Prompt: Take the line containing "Find the concrete" and every line after it to the end of the data, and write them out exactly as they appear.

Records drawn from a dataset:
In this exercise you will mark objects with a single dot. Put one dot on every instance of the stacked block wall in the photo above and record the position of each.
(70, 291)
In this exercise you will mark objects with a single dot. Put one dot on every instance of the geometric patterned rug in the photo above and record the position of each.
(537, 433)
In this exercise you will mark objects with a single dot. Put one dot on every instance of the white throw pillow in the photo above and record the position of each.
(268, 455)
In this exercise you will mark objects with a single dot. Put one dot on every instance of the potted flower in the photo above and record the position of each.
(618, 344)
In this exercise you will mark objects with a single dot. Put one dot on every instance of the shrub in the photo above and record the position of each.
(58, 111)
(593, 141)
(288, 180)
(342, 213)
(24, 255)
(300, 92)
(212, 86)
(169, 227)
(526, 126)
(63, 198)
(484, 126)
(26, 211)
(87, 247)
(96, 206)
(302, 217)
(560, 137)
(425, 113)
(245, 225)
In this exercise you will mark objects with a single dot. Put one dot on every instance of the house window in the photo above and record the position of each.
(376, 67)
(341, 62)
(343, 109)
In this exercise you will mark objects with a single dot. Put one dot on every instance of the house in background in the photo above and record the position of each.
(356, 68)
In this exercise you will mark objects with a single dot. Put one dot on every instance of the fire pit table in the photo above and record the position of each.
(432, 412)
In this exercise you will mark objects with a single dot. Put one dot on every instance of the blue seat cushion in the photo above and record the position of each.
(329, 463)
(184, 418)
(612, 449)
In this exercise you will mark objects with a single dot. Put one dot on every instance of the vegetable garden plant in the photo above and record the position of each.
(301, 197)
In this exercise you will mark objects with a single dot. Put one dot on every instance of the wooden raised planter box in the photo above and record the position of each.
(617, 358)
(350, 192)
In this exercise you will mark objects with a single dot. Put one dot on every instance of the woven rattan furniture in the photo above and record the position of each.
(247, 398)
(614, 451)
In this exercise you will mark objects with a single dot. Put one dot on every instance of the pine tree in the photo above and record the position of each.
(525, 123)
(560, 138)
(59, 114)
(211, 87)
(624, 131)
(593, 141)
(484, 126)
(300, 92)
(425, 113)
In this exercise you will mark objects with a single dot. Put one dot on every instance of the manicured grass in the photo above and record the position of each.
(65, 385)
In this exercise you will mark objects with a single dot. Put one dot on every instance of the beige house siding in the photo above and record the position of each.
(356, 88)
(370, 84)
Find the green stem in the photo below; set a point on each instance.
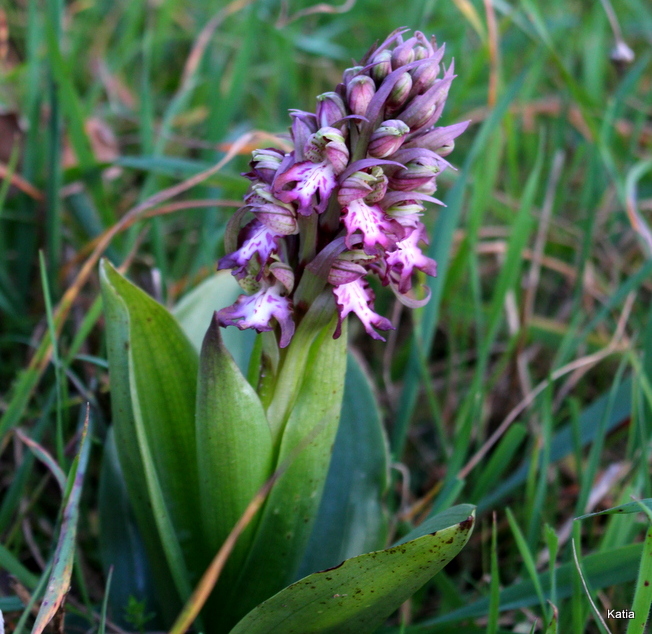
(293, 366)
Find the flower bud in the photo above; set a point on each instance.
(387, 138)
(344, 271)
(302, 128)
(330, 108)
(249, 284)
(265, 162)
(350, 73)
(407, 212)
(421, 52)
(359, 92)
(428, 188)
(356, 186)
(439, 140)
(423, 77)
(378, 186)
(281, 219)
(327, 143)
(416, 173)
(382, 65)
(400, 92)
(420, 109)
(284, 274)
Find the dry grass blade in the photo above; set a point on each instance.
(20, 183)
(494, 53)
(637, 221)
(44, 456)
(597, 614)
(43, 353)
(64, 554)
(209, 579)
(318, 8)
(206, 584)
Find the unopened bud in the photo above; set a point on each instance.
(284, 274)
(439, 140)
(416, 173)
(421, 109)
(401, 91)
(265, 162)
(423, 77)
(359, 92)
(388, 138)
(403, 54)
(281, 219)
(428, 188)
(378, 186)
(330, 108)
(356, 186)
(382, 65)
(405, 209)
(350, 73)
(421, 52)
(344, 272)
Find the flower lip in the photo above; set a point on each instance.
(358, 298)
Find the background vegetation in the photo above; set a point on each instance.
(525, 383)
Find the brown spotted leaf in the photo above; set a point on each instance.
(358, 595)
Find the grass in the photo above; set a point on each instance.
(524, 382)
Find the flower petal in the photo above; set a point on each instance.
(372, 222)
(257, 311)
(358, 298)
(408, 256)
(258, 240)
(302, 181)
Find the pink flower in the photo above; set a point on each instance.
(346, 202)
(256, 311)
(259, 241)
(408, 256)
(372, 222)
(358, 298)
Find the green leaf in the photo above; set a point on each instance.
(352, 519)
(234, 450)
(602, 570)
(358, 595)
(305, 451)
(64, 553)
(195, 310)
(153, 370)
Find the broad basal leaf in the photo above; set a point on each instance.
(352, 519)
(153, 372)
(358, 595)
(305, 450)
(196, 309)
(234, 451)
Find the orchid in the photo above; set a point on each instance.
(361, 168)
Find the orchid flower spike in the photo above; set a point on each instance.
(345, 204)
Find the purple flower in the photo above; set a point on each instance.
(358, 298)
(259, 242)
(406, 257)
(372, 222)
(256, 311)
(346, 203)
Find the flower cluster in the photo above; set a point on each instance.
(347, 200)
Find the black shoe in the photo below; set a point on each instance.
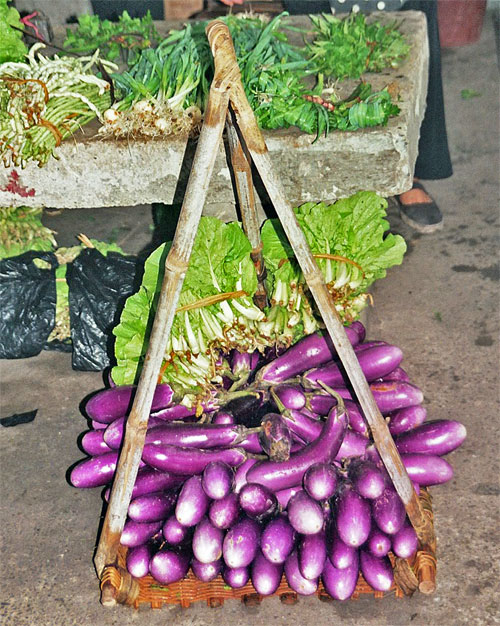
(425, 217)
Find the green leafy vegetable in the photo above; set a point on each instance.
(12, 47)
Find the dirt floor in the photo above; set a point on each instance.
(440, 307)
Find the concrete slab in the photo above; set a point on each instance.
(440, 306)
(90, 172)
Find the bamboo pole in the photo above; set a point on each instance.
(175, 269)
(221, 44)
(242, 170)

Written reply:
Find the concrete slab in the photo above; set a point on each instance.
(440, 306)
(90, 172)
Find the bamboo pole in the photo above; set a point on each instance.
(175, 269)
(221, 44)
(242, 170)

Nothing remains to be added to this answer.